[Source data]
## Start
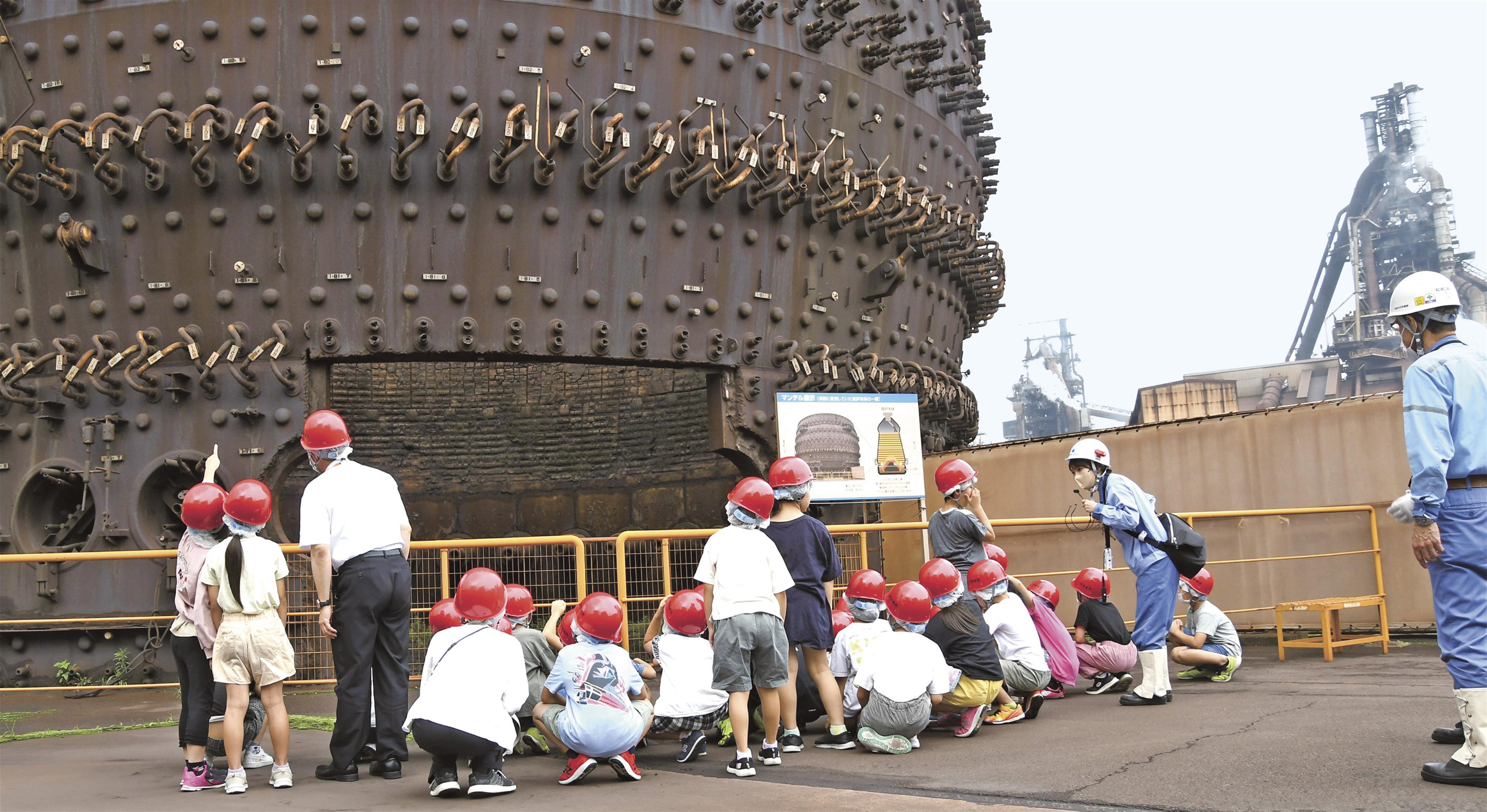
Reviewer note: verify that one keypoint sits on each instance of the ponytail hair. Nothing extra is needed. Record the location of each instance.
(234, 561)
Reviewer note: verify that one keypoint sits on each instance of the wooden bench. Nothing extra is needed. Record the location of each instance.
(1333, 637)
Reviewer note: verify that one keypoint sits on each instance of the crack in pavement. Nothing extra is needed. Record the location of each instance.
(1190, 744)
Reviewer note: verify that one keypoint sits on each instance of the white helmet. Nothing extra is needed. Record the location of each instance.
(1092, 451)
(1423, 291)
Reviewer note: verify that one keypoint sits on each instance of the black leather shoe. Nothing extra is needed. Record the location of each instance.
(387, 768)
(331, 773)
(1449, 735)
(1455, 773)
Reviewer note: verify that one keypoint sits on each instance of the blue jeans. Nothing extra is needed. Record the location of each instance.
(1459, 587)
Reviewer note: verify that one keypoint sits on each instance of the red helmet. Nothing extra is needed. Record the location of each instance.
(444, 616)
(518, 601)
(686, 613)
(601, 616)
(249, 502)
(868, 585)
(909, 601)
(841, 621)
(790, 471)
(1047, 591)
(1092, 584)
(985, 575)
(1202, 584)
(756, 496)
(325, 429)
(201, 508)
(939, 578)
(481, 594)
(952, 474)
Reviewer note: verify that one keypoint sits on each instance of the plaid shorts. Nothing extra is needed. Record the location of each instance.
(686, 725)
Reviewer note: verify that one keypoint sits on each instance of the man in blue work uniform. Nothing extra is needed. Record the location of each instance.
(1128, 511)
(1446, 435)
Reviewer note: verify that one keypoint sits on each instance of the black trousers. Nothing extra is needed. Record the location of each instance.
(372, 597)
(448, 744)
(194, 671)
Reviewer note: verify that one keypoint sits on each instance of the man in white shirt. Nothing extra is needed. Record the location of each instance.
(353, 523)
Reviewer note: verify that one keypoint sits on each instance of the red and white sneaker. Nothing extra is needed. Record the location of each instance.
(578, 770)
(625, 767)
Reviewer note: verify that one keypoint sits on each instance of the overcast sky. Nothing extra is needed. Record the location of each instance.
(1171, 171)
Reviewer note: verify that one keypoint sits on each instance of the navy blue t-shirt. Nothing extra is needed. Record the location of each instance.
(811, 557)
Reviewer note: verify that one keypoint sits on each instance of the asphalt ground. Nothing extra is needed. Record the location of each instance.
(1300, 735)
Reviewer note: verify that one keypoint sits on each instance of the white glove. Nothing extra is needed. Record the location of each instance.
(1403, 509)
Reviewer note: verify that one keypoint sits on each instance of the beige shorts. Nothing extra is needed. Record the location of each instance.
(252, 649)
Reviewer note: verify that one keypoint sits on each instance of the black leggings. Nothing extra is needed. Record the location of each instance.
(448, 744)
(194, 671)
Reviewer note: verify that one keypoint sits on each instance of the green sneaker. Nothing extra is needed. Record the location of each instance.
(1227, 673)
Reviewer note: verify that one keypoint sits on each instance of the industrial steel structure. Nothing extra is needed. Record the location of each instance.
(551, 258)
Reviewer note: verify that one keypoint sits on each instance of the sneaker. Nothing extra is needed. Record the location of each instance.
(533, 740)
(1227, 673)
(625, 767)
(255, 758)
(770, 756)
(693, 746)
(836, 741)
(970, 722)
(196, 780)
(491, 783)
(578, 770)
(1103, 683)
(946, 722)
(743, 768)
(1007, 715)
(444, 784)
(876, 743)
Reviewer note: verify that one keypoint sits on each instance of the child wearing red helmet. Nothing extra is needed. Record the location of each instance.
(688, 704)
(744, 584)
(1101, 639)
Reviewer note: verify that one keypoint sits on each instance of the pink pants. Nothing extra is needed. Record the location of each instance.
(1106, 656)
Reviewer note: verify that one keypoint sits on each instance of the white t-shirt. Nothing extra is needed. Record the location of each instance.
(847, 656)
(262, 567)
(903, 667)
(686, 677)
(1016, 634)
(354, 509)
(745, 572)
(475, 686)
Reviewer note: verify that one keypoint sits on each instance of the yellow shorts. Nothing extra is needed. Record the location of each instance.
(970, 694)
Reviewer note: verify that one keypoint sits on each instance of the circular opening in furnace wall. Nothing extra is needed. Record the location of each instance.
(56, 509)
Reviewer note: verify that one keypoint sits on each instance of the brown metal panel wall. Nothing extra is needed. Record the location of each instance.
(1337, 453)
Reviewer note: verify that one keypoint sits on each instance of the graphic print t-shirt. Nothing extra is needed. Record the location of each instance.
(597, 682)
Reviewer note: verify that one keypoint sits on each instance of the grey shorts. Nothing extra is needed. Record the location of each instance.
(750, 650)
(1019, 679)
(896, 719)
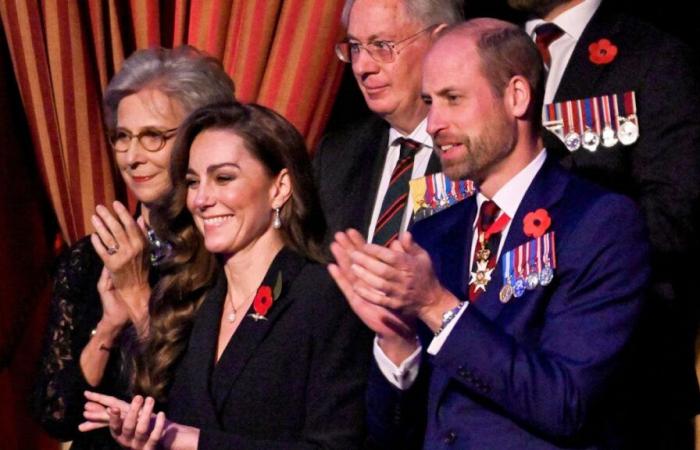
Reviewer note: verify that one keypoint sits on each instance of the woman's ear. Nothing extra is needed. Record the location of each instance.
(281, 189)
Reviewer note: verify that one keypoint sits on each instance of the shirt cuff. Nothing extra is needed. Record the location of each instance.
(439, 340)
(402, 376)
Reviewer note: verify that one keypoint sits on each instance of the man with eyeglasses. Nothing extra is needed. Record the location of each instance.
(363, 170)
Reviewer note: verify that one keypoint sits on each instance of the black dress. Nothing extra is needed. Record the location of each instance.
(293, 380)
(76, 309)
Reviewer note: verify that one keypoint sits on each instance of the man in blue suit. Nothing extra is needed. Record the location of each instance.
(525, 298)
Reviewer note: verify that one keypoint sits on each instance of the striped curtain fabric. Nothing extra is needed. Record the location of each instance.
(278, 52)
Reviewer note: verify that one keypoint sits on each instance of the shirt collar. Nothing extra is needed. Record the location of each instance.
(419, 134)
(572, 21)
(510, 195)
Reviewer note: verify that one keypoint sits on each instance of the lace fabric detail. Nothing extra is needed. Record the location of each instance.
(75, 310)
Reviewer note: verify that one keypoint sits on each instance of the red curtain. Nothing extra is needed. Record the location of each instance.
(279, 53)
(63, 52)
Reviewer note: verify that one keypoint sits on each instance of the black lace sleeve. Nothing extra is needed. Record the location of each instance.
(75, 310)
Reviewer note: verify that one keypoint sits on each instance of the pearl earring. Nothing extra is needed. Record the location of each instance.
(277, 222)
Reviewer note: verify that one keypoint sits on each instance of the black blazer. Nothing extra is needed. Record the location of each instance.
(662, 169)
(661, 172)
(295, 380)
(348, 168)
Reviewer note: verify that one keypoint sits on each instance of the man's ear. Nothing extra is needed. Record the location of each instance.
(281, 189)
(518, 96)
(437, 31)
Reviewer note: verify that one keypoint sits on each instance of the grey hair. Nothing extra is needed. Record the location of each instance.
(427, 12)
(185, 74)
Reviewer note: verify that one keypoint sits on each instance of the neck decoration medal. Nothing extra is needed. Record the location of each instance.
(482, 275)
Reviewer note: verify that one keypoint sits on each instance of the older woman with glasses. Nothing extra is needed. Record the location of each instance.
(103, 282)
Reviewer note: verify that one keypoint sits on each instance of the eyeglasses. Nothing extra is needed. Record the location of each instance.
(380, 51)
(150, 139)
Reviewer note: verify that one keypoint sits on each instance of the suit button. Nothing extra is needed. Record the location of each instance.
(450, 438)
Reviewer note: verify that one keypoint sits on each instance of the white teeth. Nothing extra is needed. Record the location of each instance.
(216, 220)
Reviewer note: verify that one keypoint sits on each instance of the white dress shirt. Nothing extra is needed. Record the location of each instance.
(420, 165)
(572, 21)
(508, 199)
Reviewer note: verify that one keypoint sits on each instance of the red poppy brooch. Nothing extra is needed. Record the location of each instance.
(536, 223)
(602, 52)
(264, 298)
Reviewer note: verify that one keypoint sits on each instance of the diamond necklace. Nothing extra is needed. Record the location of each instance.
(232, 315)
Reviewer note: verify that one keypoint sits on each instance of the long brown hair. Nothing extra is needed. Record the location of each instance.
(191, 270)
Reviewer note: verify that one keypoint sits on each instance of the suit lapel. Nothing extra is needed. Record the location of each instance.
(447, 237)
(251, 333)
(545, 190)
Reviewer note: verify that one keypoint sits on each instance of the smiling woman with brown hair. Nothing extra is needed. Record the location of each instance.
(103, 283)
(251, 344)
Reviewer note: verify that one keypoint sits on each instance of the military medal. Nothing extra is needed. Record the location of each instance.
(433, 193)
(506, 293)
(528, 266)
(552, 120)
(572, 139)
(627, 129)
(608, 134)
(591, 138)
(481, 276)
(519, 288)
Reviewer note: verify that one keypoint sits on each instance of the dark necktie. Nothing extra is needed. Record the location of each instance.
(395, 199)
(485, 252)
(545, 34)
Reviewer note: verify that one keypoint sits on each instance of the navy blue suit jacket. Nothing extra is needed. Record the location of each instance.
(540, 371)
## End
◆ Exercise prompt
Rewrite the data from its beginning through the line containing "(1459, 587)", inclusive, substituting "marker" for "keypoint" and leaving all other text unchanged. Omit the pictures from your answer.

◆ Exercise answer
Reviewer note: verify that one marker sits on each instance of the ponytail hair. Nothing extra is needed. Record the location of each instance.
(234, 561)
Reviewer note: verify that one marker sits on each instance of the wooden bench. Nothing extra is needed. Record the location of each instance.
(1333, 637)
Reviewer note: verify that one marker sits on each instance of the crack in pavement. Nothing extra is needed. Record the location of each instance.
(1190, 744)
Reviewer note: verify that one marker sits on each instance of the white helmet. Nothing extra is needed. Record the location of each instance.
(1092, 451)
(1423, 291)
Reviewer note: verify that one marker sits on each instance of the black leather shoe. Nothing extra is needed. Record the location of each instance.
(387, 768)
(331, 773)
(1449, 735)
(1455, 773)
Reviewer note: verify that one marker sits on each instance of the blue jeans. Nothing extra is needed. Record the location of each instance.
(1459, 587)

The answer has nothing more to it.